## Short problem
Print the listing below line for line, without changing a single character.

## Dataset content
........

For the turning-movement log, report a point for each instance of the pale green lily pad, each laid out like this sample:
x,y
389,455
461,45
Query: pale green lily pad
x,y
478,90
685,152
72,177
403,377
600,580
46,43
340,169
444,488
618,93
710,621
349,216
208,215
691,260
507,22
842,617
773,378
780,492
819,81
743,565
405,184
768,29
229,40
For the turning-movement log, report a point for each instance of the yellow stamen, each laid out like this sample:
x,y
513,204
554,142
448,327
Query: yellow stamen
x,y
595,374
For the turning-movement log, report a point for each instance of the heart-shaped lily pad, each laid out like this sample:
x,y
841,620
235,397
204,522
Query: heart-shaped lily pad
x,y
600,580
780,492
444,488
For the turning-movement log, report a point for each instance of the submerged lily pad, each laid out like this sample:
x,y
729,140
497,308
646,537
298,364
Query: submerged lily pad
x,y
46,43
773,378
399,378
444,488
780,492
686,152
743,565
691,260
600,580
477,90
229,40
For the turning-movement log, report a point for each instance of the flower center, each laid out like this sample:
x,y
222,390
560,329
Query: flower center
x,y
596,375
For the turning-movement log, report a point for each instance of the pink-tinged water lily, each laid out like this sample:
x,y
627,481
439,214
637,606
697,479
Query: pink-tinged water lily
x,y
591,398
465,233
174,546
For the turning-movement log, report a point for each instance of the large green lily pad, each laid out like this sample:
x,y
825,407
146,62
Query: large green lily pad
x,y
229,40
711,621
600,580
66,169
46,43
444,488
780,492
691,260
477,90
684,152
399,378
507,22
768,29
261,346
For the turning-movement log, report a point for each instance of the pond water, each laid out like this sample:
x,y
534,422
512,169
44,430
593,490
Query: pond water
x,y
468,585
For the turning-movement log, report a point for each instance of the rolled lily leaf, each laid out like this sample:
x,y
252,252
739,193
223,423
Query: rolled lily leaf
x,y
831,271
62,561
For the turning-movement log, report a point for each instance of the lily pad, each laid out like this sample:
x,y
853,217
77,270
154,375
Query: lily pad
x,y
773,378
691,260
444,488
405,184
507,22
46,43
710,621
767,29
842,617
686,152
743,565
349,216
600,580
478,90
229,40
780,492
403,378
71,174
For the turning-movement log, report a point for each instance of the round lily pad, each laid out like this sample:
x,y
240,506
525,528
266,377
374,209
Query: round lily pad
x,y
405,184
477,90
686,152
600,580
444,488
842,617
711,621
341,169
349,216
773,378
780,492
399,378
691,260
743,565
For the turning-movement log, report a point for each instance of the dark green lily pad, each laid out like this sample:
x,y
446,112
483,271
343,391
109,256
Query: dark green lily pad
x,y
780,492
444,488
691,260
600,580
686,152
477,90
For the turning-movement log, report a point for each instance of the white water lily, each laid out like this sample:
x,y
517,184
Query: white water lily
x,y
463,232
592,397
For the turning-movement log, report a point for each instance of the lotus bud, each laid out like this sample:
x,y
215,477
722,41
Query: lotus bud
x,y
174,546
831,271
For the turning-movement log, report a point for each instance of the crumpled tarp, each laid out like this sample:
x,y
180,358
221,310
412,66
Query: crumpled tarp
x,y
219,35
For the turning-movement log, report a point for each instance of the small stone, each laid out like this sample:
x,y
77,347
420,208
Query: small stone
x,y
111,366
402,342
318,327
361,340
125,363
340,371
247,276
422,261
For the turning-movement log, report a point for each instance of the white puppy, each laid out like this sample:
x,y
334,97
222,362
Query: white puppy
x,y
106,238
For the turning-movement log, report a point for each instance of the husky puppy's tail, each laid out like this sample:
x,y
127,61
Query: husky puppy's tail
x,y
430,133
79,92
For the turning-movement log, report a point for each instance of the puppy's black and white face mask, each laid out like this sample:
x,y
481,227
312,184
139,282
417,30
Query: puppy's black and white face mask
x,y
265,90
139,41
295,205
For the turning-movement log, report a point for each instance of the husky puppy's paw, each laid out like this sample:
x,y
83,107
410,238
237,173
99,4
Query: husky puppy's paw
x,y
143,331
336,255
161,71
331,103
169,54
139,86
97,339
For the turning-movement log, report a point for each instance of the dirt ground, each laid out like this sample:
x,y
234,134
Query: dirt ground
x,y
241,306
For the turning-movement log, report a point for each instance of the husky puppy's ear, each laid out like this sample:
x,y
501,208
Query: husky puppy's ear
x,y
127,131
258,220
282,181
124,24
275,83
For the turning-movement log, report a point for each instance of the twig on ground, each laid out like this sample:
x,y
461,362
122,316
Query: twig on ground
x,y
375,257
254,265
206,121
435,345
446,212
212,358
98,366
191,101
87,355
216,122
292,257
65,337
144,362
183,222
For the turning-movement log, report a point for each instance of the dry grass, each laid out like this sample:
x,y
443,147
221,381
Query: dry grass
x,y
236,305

........

## The output
For the turning-movement log, report a point for each instance of the pale green lily pad, each laid out like this sample:
x,y
389,455
461,45
Query: pale green lily pad
x,y
478,90
685,152
72,177
403,377
600,580
46,43
340,169
444,488
618,93
710,621
349,216
208,215
691,260
507,22
842,617
773,378
780,492
819,81
743,565
405,184
768,29
229,40
For the turning-movement log, report a point for each instance of the yellow stamen, each laid out like this sample:
x,y
513,204
554,142
448,327
Query: yellow stamen
x,y
595,374
For the turning-movement log, report a point for each instance of the heart-shaped lily pad, each laid out like this sample:
x,y
841,620
235,397
204,522
Query: heart-shaped lily pad
x,y
600,580
780,492
444,488
For the turning-movement log, report a point for each instance of the submerged lily pad, each laid out like this sample:
x,y
729,140
497,308
646,537
298,364
Query: submerged lily pad
x,y
46,43
773,378
399,378
444,488
780,492
686,152
743,565
691,260
600,580
477,90
229,40
For the turning-movement log, report a point for each instance of the flower center, each laid out like this sample:
x,y
222,390
560,329
Query: flower center
x,y
596,375
For the turning-movement log, report a point for each instance of the pink-tinged water lily, each laid out like this sample:
x,y
627,481
439,214
637,606
697,479
Query: pink-tinged water lily
x,y
591,398
465,233
174,546
For the turning-movement log, report a point for each instance of the large green lily pad, each laid out like this sample:
x,y
825,407
146,62
Query: large green lily pad
x,y
229,40
711,621
600,580
66,169
46,43
444,488
780,492
691,260
477,90
684,152
399,378
507,22
768,29
261,346
For the turning-movement log, report a point for each instance of the pond water, each laid out like this sample:
x,y
534,422
512,169
44,430
593,490
Query: pond water
x,y
468,585
For the turning-movement log, report a point for each instance of the rolled lily leaf, each laid out like this sample:
x,y
252,252
739,193
223,423
Query: rolled lily leaf
x,y
831,271
62,561
For the turning-movement log, report a point for each instance of the lily pad, each laid out like this sample:
x,y
853,217
77,270
154,375
Query: lily pad
x,y
773,378
691,260
444,488
405,184
507,22
46,43
710,621
767,29
842,617
686,152
743,565
349,216
600,580
478,90
229,40
780,492
403,378
71,174
For the turning-movement log, report a point for each instance of the round lily pad, each laid out like this sample:
x,y
240,506
525,528
266,377
374,209
Query: round lily pad
x,y
405,184
477,90
686,152
600,580
444,488
842,617
711,621
341,169
349,216
773,378
780,492
399,378
691,260
743,565
For the turning-movement log, report a point for each instance of the dark green lily pad, each laid out like this sample:
x,y
446,112
483,271
343,391
109,256
Query: dark green lily pad
x,y
780,492
444,488
691,260
600,580
686,152
477,90
For the turning-movement log, report a point for each instance of the white water lily, each laid out like this sample:
x,y
517,184
Query: white water lily
x,y
463,232
592,397
For the turning-movement log, report a point for each instance of the lotus bud, each laid out like this sample:
x,y
215,477
722,41
Query: lotus bud
x,y
174,546
831,271
For the turning-movement log, report a point for each instance of the crumpled tarp, each laid out like this sample:
x,y
180,358
221,310
412,66
Query: crumpled tarp
x,y
219,35
For the turning-movement log, report a point for each instance of the small stone, each laid out like this sample:
x,y
77,347
420,208
Query: small stone
x,y
111,366
402,342
318,327
361,340
125,363
340,371
247,276
422,261
For the turning-movement log, report a point for each instance of the white puppy, each laid out like this sample:
x,y
334,97
222,362
Query: white puppy
x,y
106,238
For the turning-movement log, report a point for each instance of the husky puppy's tail, each laid out like this sample:
x,y
127,61
Query: husky puppy's tail
x,y
430,133
79,92
For the turning-movement log, report a point for each instance of the puppy's black and white face mask, each laid out like this sample:
x,y
481,227
312,184
139,282
417,30
Query: puppy's black and white face mask
x,y
265,90
139,41
295,205
For the turning-movement log, report a point for each instance of the husky puppy's paw, each laid out like this sample:
x,y
83,107
410,238
237,173
99,4
Query: husky puppy's paw
x,y
143,331
336,255
161,71
331,103
169,54
139,86
97,339
For the turning-movement log, report a point for each instance of the dirt ground, each laid out like this sample:
x,y
234,134
Query: dirt ground
x,y
241,306
For the turning-movement log, report a point for each instance of the husky puppy's ear, each laid out like this sample:
x,y
501,208
Query: husky puppy's ear
x,y
127,131
258,220
282,181
124,24
275,83
For the turning-movement log, report a point for each instance of the twig on ground, each laid out like this sample:
x,y
461,362
122,316
Query: twig on ground
x,y
375,257
254,265
206,121
435,345
446,212
212,358
98,366
191,101
87,355
216,122
292,257
65,337
144,362
183,222
For the turning-movement log, report a point for each instance of the dry grass, each laid out like this sample:
x,y
443,147
221,381
Query: dry grass
x,y
236,305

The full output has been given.